● Natural language region descriptions
--- START ---

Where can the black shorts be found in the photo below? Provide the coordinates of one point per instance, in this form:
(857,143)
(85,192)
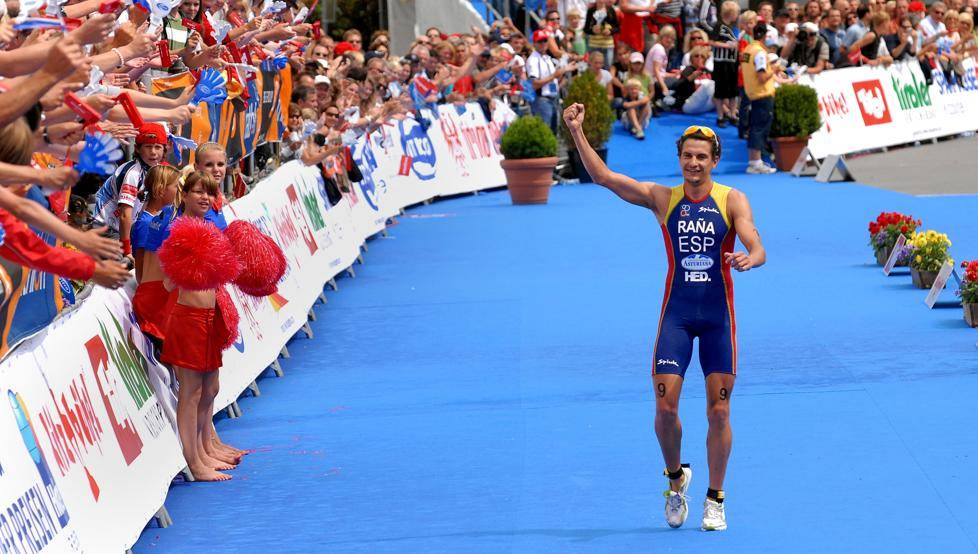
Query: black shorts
(725,80)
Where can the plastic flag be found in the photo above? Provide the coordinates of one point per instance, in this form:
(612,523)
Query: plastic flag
(54,7)
(221,28)
(272,8)
(27,7)
(211,88)
(31,23)
(99,155)
(527,90)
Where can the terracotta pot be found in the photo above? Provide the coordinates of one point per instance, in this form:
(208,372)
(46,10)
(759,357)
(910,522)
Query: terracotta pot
(787,150)
(923,279)
(971,314)
(529,181)
(883,254)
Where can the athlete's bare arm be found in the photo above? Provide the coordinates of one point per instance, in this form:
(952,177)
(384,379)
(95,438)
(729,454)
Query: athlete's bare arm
(650,195)
(738,208)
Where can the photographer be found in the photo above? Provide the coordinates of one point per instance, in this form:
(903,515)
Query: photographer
(807,48)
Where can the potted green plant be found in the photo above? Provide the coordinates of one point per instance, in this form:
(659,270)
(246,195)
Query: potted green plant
(928,252)
(530,151)
(796,117)
(598,119)
(969,292)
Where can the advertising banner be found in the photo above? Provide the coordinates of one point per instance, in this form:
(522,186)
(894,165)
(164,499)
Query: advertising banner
(871,107)
(79,398)
(87,417)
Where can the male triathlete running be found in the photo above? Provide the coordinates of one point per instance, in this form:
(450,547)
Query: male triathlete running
(700,220)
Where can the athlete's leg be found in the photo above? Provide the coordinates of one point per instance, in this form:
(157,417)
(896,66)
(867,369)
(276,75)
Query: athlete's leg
(719,439)
(673,350)
(668,428)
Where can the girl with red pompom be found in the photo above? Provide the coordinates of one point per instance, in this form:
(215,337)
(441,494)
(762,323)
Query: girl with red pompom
(211,158)
(198,261)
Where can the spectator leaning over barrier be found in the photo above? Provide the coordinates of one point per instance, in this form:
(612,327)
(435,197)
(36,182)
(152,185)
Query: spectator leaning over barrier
(724,42)
(759,85)
(902,44)
(694,88)
(637,106)
(600,26)
(658,64)
(603,76)
(119,198)
(694,38)
(873,50)
(807,49)
(858,29)
(545,74)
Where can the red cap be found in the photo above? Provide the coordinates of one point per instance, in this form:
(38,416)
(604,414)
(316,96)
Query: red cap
(151,133)
(342,48)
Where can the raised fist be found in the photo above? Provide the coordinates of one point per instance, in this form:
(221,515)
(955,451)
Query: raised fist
(574,117)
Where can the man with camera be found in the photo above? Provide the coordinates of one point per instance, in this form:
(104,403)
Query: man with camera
(806,47)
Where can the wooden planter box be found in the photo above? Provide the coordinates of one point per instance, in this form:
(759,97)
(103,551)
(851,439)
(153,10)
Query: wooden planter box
(971,314)
(883,254)
(923,279)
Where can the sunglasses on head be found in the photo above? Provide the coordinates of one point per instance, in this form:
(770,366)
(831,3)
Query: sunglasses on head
(701,130)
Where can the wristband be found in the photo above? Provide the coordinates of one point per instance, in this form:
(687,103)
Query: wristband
(122,60)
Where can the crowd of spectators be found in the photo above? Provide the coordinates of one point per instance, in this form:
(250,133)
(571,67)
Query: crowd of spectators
(689,55)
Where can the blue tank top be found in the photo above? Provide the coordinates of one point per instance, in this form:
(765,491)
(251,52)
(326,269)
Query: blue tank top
(697,233)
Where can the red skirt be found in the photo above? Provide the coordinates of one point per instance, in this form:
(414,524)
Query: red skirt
(152,304)
(195,338)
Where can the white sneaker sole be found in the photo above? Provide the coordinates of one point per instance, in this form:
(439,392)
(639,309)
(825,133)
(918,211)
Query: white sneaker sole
(688,472)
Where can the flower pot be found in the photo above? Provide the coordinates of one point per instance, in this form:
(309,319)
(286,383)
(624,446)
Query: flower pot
(971,314)
(529,181)
(578,165)
(787,150)
(923,279)
(883,254)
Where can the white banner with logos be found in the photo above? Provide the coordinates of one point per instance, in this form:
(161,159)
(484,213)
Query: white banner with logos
(871,107)
(88,417)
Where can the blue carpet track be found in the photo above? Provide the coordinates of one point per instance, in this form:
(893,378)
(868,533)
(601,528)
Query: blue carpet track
(484,385)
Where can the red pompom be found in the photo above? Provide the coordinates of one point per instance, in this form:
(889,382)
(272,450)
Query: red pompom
(196,256)
(263,262)
(230,316)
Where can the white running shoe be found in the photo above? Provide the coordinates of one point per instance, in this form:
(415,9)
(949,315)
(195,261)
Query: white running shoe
(760,169)
(714,518)
(676,506)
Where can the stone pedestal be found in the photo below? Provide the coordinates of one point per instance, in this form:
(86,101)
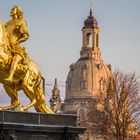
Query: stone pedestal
(38,126)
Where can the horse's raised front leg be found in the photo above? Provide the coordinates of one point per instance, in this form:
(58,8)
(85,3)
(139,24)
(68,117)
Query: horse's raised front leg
(29,92)
(11,91)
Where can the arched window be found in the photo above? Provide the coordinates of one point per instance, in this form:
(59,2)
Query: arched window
(89,40)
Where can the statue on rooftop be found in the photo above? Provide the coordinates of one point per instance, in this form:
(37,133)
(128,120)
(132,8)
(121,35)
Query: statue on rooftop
(17,70)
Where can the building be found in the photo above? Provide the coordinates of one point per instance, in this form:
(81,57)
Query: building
(87,82)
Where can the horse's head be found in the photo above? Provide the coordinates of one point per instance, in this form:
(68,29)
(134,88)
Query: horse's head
(1,33)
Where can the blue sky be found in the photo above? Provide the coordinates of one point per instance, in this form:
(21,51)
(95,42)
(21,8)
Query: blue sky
(56,38)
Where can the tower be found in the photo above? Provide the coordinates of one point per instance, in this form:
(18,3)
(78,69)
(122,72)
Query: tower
(87,82)
(55,101)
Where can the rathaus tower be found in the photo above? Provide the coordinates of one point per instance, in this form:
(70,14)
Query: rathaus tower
(87,82)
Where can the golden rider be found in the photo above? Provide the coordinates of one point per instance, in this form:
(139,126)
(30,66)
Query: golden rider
(18,32)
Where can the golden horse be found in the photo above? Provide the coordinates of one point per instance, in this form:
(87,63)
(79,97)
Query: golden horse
(27,77)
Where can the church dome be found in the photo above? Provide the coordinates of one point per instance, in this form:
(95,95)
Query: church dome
(87,78)
(90,22)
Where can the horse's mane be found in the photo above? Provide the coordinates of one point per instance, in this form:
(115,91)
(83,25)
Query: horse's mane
(5,34)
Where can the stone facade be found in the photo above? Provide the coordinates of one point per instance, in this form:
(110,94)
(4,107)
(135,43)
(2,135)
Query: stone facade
(87,82)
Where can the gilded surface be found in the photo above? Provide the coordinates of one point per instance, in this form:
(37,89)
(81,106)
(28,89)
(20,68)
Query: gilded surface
(17,70)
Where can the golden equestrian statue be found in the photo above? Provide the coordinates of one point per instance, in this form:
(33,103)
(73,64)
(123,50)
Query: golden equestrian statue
(17,70)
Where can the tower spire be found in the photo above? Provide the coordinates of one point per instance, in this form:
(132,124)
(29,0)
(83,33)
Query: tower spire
(90,7)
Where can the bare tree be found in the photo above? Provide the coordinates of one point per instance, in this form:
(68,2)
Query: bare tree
(122,109)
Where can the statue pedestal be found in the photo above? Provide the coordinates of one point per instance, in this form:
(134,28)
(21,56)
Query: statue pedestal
(38,126)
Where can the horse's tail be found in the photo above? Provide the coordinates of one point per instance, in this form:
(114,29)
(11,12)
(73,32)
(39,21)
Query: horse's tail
(40,106)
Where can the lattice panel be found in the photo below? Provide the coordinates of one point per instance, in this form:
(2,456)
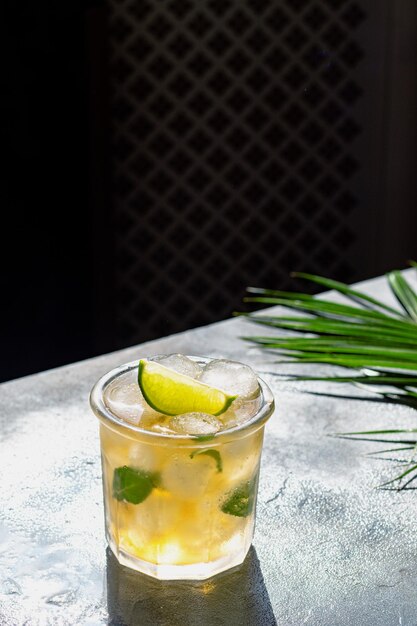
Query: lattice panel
(234,126)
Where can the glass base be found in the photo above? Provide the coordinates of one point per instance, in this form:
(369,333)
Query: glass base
(194,571)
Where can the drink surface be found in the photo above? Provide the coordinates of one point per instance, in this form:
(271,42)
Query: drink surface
(181,505)
(124,398)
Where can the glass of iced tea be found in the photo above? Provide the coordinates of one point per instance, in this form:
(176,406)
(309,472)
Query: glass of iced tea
(181,441)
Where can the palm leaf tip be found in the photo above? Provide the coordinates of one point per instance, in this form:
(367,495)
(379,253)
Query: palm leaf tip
(375,341)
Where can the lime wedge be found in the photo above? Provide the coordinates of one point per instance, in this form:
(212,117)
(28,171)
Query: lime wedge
(172,393)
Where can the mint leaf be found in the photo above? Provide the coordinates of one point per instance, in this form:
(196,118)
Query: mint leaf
(203,437)
(240,501)
(132,485)
(215,454)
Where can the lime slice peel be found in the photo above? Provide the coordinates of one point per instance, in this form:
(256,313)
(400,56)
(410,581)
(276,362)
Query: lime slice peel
(172,393)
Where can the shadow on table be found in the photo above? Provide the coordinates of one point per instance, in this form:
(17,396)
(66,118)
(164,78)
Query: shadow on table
(237,597)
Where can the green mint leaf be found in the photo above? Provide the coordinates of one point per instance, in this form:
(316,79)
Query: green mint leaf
(132,485)
(215,454)
(240,501)
(203,437)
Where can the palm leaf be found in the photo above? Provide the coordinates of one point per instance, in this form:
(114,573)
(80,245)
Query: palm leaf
(377,342)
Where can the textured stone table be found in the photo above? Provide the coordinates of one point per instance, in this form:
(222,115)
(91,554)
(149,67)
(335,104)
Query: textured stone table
(329,549)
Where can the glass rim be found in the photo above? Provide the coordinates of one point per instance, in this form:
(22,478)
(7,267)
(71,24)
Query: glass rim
(106,416)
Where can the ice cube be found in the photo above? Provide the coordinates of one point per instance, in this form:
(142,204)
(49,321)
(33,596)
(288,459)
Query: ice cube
(180,364)
(231,376)
(187,478)
(124,399)
(195,424)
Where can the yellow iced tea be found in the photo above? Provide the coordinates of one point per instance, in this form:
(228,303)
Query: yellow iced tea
(180,506)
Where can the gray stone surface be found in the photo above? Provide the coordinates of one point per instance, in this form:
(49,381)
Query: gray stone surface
(329,549)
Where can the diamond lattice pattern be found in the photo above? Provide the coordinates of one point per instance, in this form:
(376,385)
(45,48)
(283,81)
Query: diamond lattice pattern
(234,126)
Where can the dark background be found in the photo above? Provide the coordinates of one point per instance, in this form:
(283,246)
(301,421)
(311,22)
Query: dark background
(158,157)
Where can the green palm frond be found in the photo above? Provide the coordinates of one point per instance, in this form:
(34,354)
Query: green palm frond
(376,342)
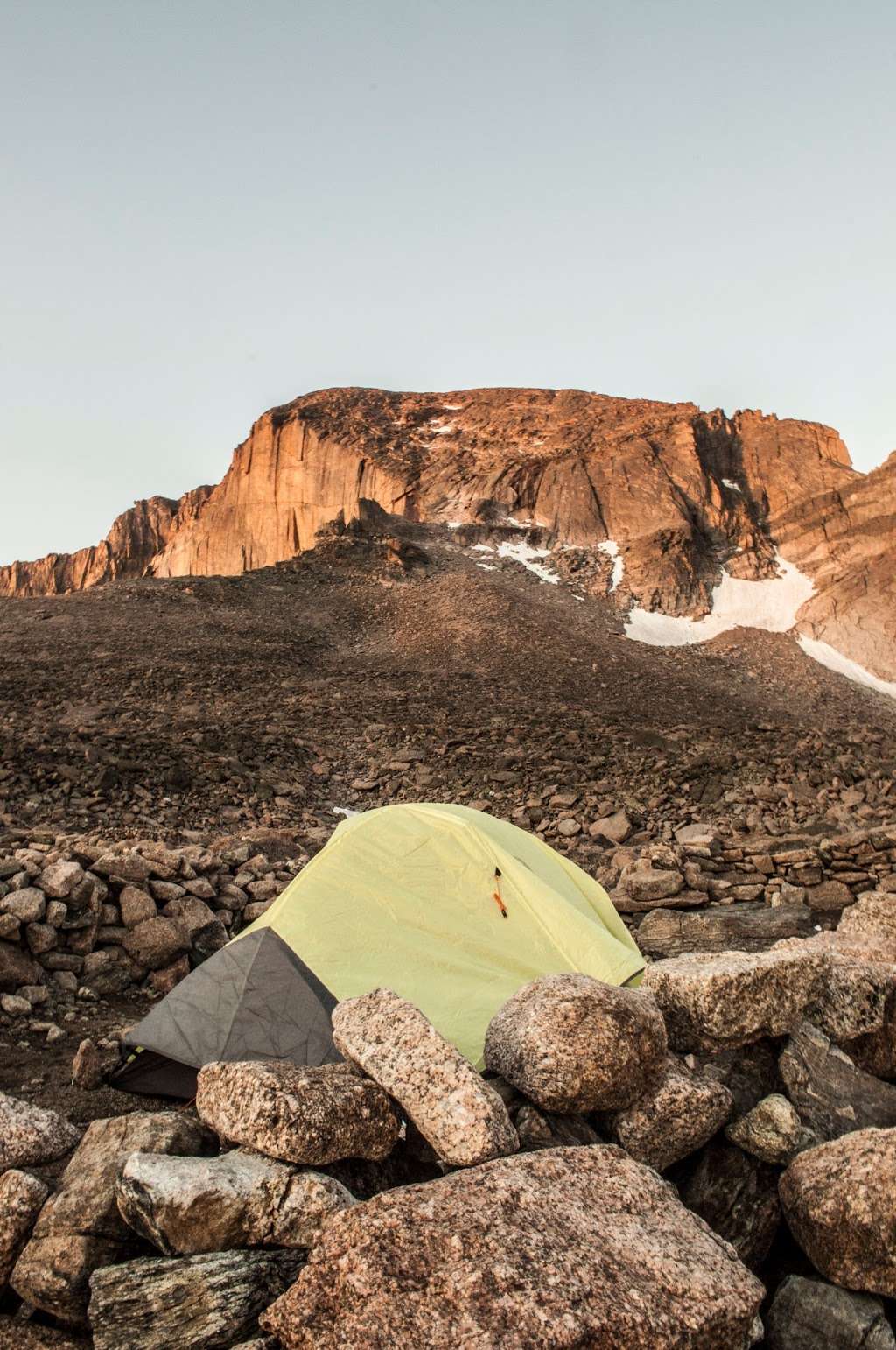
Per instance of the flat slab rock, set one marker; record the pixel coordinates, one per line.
(572, 1044)
(831, 1095)
(311, 1115)
(80, 1227)
(722, 928)
(241, 1199)
(674, 1118)
(455, 1110)
(564, 1247)
(808, 1314)
(840, 1200)
(32, 1136)
(734, 998)
(193, 1303)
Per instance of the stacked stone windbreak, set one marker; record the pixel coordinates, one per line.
(81, 913)
(709, 893)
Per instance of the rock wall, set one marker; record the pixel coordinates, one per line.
(77, 913)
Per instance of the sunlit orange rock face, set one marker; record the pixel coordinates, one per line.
(135, 538)
(679, 490)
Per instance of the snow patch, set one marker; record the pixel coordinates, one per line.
(612, 550)
(834, 660)
(771, 605)
(529, 557)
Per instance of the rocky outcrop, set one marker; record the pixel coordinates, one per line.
(844, 539)
(135, 538)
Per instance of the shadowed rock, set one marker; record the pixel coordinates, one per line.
(563, 1247)
(241, 1199)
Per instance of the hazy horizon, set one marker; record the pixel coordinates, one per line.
(219, 207)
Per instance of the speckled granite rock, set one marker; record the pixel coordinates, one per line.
(455, 1110)
(564, 1247)
(674, 1118)
(733, 998)
(574, 1044)
(298, 1114)
(80, 1227)
(241, 1199)
(873, 916)
(30, 1136)
(840, 1200)
(20, 1200)
(191, 1303)
(810, 1315)
(771, 1131)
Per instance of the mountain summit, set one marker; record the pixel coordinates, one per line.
(674, 505)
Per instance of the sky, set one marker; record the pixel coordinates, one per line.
(211, 207)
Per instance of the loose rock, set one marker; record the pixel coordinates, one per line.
(831, 1095)
(80, 1226)
(674, 1118)
(710, 1002)
(30, 1136)
(20, 1200)
(564, 1247)
(840, 1200)
(459, 1114)
(574, 1044)
(241, 1199)
(806, 1315)
(737, 1195)
(771, 1131)
(193, 1303)
(311, 1115)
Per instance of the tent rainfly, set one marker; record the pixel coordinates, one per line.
(447, 906)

--- END ---

Go through the data and return each line where the word "below" appears.

Where can the black shorts be found in the photo below? Provide the coordinates of one point per instance, in this form:
Where can the stone pedestal be found in the photo below? Provide the coordinates of one point per instance, in this form:
Where can the lattice panel be found in the photo below? Provide the coordinates of one point per instance, in this form:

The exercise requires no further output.